:: TASKS TO CARRY OUT ::
**A.** According to the goat-breeding forum thread, why does one reply strongly advise against breeding for summer kidding in Florida? Answer in one to three sentences.
**B.** From the goat-breeding forum thread, reproduce the passage starting with "Thanks so much" and going on through "just the market.".

:: DOCUMENT TEXT ::
>>>
# When to breed



## Baphomet (Jun 15, 2013)

I was looking for a little advice on when is the best time to bred my does. My first twins were born on thanks giving and that has been ok (in Florida) but I wasn't sure if others felt there was a better time. 

My goats are all boer crosses that I both milk and raise for chevon. 


Sent from my iPhone using Goat Forum


----------



## nancy d (Oct 5, 2007)

It all depends on your convenience or when your market has the optimum prices.
This year we had some Dec kids & they are almost ready to go, either to market or FFA.


----------



## sweetgoats (Oct 18, 2007)

Yep depends on when you will want to sell or Butcher them. I know around here lots of people want goat for Easter Dinner. 

Sent from my SAMSUNG-SGH-I337 using Goat Forum mobile app


----------



## MsScamp (Feb 1, 2010)

Baphomet said:


> I was looking for a little advice on when is the best time to bred my does. My first twins were born on thanks giving and that has been ok (in Florida) but I wasn't sure if others felt there was a better time.
> 
> My goats are all boer crosses that I both milk and raise for chevon.
> 
> Sent from my iPhone using Goat Forum


Easter is a big market for 3 month old kids that weigh 30 to 45 lbs, I believe. I know you will get docked for kids that weigh more than 50 lbs. Once Easter is over the prices usually drop until around the end of August/first of September - at least in my area. Christmas kids are also big because they usually require out of season breeding. I would strongly advise that you not breed for summer kidding in your area. Kids cannot regulate their temperature until they hit about 48 hours of age and you could very well end up with dead kids due to heat stroke. Another factor is that heat and humidity adversely affect nursing and weight gain. Here is a link explaining the ethnic holidays and what type of goats are wanted.

http://www.goatworld.com/articles/purpose/ethniccalendar.shtml


----------



## Baphomet (Jun 15, 2013)

Thanks so much for the advice. Seems like everyone around here has kids hitting right about now. Wasn't sure why that was but now I see it's just the market. 

I don't sell my kids, just want to raise healthy kids for meat and pay the least to feed them, so I want them on grass as long as possible. 

I'll definitely avoid summer kidding. 


Sent from my iPad using Goat Forum


----------
<<<
(Coordinate annotation rows)
>>>
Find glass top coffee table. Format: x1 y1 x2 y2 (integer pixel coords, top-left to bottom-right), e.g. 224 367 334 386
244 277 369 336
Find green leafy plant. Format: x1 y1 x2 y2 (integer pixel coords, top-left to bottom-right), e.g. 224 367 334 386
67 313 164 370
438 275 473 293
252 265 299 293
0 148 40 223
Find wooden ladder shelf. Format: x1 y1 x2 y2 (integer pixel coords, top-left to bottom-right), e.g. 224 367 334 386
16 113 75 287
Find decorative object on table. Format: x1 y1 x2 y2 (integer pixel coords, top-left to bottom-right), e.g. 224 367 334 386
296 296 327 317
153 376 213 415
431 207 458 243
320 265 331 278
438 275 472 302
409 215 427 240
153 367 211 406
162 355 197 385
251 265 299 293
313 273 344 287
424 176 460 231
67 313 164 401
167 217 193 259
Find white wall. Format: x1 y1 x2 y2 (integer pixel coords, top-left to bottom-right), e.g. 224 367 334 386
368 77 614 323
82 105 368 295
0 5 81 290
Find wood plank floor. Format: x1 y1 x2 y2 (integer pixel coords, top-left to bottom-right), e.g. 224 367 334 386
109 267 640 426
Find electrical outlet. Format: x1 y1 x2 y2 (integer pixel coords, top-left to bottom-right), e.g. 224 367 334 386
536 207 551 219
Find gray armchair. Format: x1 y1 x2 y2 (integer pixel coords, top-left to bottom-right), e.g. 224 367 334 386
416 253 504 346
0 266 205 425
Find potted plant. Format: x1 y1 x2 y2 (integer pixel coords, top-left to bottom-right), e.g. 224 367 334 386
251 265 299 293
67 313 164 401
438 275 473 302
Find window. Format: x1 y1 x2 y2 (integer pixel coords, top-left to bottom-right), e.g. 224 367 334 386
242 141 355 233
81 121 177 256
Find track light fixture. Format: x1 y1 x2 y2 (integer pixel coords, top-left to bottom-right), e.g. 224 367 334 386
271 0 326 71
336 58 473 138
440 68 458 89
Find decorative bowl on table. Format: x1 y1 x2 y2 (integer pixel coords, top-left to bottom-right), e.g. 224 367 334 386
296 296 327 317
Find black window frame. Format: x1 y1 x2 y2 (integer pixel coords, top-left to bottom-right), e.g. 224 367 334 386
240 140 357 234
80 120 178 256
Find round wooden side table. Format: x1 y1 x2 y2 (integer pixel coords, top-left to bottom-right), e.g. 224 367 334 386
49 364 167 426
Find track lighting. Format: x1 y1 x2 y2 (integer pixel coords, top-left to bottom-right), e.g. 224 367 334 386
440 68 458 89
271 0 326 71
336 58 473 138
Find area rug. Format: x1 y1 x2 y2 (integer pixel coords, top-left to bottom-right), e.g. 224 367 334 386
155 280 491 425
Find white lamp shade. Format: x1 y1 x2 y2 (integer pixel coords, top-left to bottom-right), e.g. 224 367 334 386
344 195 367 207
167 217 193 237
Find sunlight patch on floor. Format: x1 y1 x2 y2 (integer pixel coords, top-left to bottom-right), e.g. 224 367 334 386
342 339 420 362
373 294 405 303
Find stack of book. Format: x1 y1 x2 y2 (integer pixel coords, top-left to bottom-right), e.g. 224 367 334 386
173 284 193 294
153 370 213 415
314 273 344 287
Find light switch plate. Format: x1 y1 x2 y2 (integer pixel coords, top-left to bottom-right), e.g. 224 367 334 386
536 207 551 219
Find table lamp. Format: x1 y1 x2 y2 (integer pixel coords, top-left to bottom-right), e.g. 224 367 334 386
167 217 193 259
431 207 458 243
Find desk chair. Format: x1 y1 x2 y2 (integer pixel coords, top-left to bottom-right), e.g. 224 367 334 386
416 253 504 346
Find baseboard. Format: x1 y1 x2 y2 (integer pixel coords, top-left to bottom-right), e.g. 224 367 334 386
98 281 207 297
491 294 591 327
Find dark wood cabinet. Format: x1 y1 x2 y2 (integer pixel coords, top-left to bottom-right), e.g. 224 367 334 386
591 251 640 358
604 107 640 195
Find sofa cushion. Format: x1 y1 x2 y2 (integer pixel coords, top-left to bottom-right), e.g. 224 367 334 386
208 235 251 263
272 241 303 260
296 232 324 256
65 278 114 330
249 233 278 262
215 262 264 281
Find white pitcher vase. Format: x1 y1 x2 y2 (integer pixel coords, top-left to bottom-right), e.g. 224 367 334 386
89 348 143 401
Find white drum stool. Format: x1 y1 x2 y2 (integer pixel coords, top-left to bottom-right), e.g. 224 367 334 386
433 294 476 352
<<<
:: SOLUTIONS PER TASK ::
**A.** Kids cannot regulate their body temperature until they are about 48 hours old, so summer kids could die of heat stroke. Heat and humidity also adversely affect nursing and weight gain.

**B.**
Thanks so much for the advice. Seems like everyone around here has kids hitting right about now. Wasn't sure why that was but now I see it's just the market.